Copy each of the following items word for word, with no changes.
-- START OF Exercise input --
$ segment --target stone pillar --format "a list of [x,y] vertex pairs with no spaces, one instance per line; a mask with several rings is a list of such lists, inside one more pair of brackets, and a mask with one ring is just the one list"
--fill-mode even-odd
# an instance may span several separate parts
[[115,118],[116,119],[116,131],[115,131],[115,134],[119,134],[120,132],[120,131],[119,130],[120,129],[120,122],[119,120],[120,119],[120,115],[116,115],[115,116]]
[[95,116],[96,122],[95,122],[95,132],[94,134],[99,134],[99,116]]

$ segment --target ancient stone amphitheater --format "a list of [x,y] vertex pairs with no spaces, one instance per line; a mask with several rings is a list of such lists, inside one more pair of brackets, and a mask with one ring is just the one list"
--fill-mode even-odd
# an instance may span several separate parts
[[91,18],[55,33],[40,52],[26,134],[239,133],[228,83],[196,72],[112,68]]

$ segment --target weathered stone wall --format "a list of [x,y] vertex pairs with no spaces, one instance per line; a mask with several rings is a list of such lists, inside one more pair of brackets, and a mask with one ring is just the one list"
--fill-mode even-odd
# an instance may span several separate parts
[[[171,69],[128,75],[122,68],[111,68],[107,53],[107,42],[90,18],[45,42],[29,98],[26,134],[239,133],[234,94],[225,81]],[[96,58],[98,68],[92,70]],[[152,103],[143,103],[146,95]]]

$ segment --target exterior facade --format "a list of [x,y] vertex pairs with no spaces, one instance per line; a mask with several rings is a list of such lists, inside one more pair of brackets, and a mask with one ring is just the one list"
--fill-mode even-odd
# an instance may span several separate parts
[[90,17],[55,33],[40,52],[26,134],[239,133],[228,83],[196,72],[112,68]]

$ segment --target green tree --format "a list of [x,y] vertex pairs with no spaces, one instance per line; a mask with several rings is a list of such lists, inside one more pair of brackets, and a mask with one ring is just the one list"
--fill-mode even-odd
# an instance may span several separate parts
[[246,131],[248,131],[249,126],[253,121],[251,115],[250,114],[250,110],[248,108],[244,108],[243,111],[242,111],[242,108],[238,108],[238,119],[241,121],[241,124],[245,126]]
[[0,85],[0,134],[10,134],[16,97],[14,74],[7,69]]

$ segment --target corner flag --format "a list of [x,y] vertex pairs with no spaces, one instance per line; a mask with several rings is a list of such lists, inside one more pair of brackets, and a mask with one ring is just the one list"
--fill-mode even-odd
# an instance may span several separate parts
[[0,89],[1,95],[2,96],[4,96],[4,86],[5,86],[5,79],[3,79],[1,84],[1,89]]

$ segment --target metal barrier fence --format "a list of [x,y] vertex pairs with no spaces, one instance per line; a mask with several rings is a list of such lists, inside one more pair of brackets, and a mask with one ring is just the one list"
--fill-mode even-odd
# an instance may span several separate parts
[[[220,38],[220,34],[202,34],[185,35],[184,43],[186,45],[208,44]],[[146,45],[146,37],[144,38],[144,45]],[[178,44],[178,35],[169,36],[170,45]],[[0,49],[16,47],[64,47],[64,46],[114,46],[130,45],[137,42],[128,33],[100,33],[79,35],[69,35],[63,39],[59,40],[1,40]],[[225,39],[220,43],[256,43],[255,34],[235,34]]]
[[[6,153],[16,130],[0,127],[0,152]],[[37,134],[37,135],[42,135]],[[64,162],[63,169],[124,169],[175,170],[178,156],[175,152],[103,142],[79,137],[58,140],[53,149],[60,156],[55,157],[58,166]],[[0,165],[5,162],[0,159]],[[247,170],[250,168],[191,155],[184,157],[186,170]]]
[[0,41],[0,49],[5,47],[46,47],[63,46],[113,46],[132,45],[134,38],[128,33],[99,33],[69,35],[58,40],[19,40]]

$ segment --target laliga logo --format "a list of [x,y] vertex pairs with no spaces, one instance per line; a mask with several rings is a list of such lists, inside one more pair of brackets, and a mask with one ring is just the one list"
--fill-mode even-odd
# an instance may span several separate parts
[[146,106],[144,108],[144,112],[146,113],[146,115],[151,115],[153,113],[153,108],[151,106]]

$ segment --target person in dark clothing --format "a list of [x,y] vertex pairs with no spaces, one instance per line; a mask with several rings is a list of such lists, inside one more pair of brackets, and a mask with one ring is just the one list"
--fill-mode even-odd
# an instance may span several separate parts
-- END OF Exercise input --
Completed task:
$ segment --target stone pillar --format "a list of [x,y] vertex pairs with no spaces, one instance per line; a mask with several rings is a list of such lists, inside one more pair of brackets, and a mask with one ring is just the one list"
--fill-mode even-odd
# an instance may span several separate parts
[[115,118],[116,119],[116,131],[115,131],[115,134],[119,134],[120,132],[120,131],[119,130],[120,129],[120,122],[119,120],[120,119],[120,115],[116,115],[115,116]]
[[95,116],[96,122],[95,122],[95,132],[94,134],[99,134],[99,116]]

$ segment --target ancient stone amphitheater --format "a list of [x,y] vertex pairs with no spaces, one instance per line; a mask with several rings is a list of such lists, inside one more pair of brackets, and a mask with one ring is just the one list"
--fill-mode even-odd
# an instance may span several separate parts
[[91,18],[55,33],[40,52],[26,134],[239,133],[228,83],[196,72],[112,68]]

$ segment --target weathered stone wall --format "a list of [x,y] vertex pairs with no spaces, one instance per line; a mask with several rings is a list of such lists, inside one more pair of brackets, and a mask with one ring is just the one list"
--fill-mode even-odd
# an instance may span several separate parts
[[[171,69],[128,75],[122,68],[111,68],[107,53],[107,42],[90,18],[45,42],[29,98],[26,134],[239,133],[234,94],[225,81]],[[96,58],[98,68],[92,70]],[[152,103],[143,103],[146,95]]]

$ segment --target exterior facade --format "a list of [x,y] vertex pairs with no spaces, one instance per line; a mask with several rings is a list of such lists, inside one more pair of brackets, and a mask with one ring is just the one list"
--fill-mode even-odd
# an instance may span several separate parts
[[90,17],[55,33],[40,52],[26,134],[239,133],[228,83],[196,72],[112,68]]

$ segment --target green tree --format "a list of [x,y] vertex pairs with no spaces, one instance per line; a mask with several rings is a list of such lists, inside one more pair of brackets, and a mask with one ring is just the one list"
--fill-mode even-odd
# an instance may span several separate parts
[[246,131],[248,131],[249,126],[253,121],[251,115],[250,114],[250,110],[248,108],[244,108],[243,111],[242,111],[242,108],[238,108],[238,119],[241,121],[241,124],[245,126]]
[[0,85],[0,134],[10,134],[16,97],[14,74],[7,69]]

$ segment --target corner flag --format "a list of [x,y] vertex pairs with no spaces, one instance per line; a mask with several rings is a list of such lists, inside one more pair of brackets, and a mask with one ring is just the one list"
--fill-mode even-odd
# an instance may span several separate parts
[[0,89],[1,95],[2,96],[4,96],[4,86],[5,86],[5,79],[3,79],[1,84],[1,89]]

$ segment --target metal barrier fence --format "a list of [x,y] vertex pairs with no spaces, one instance per line; a mask with several rings is a list of such lists, inside one more pair of brackets, and a mask with one ring is just the one list"
--fill-mode even-odd
# an instance may span several separate parts
[[[220,38],[220,34],[202,34],[185,35],[184,43],[186,45],[208,44]],[[146,45],[146,37],[144,38],[144,45]],[[178,44],[178,35],[169,36],[170,45]],[[0,49],[16,47],[64,47],[64,46],[114,46],[130,45],[137,42],[128,33],[100,33],[79,35],[69,35],[63,39],[59,40],[1,40]],[[225,39],[220,43],[256,43],[255,34],[235,34]]]
[[[6,153],[16,130],[0,127],[0,152]],[[37,134],[37,135],[42,135]],[[64,162],[63,169],[124,169],[175,170],[178,156],[175,152],[103,142],[79,137],[58,140],[53,149],[60,156],[55,157],[58,166]],[[0,165],[5,162],[0,159]],[[247,170],[250,168],[191,155],[184,157],[186,170]]]
[[0,41],[0,49],[5,47],[46,47],[63,46],[113,46],[132,45],[134,38],[128,33],[99,33],[69,35],[58,40],[19,40]]

$ segment --target laliga logo --format "a list of [x,y] vertex pairs with no spaces, one instance per line; a mask with several rings is a list of such lists, inside one more pair of brackets, and a mask with one ring is just the one list"
--fill-mode even-odd
# an instance may span several separate parts
[[146,106],[144,108],[144,112],[146,113],[146,115],[151,115],[153,113],[153,108],[151,106]]

$ segment --target person in dark clothing --format "a list of [x,y] vertex pairs with no spaces, one instance per line; a mask with several rings is a list of such lists, inside one more pair of brackets, and a mask with one ring is just the one list"
--fill-mode even-odd
# an instance may span several separate parts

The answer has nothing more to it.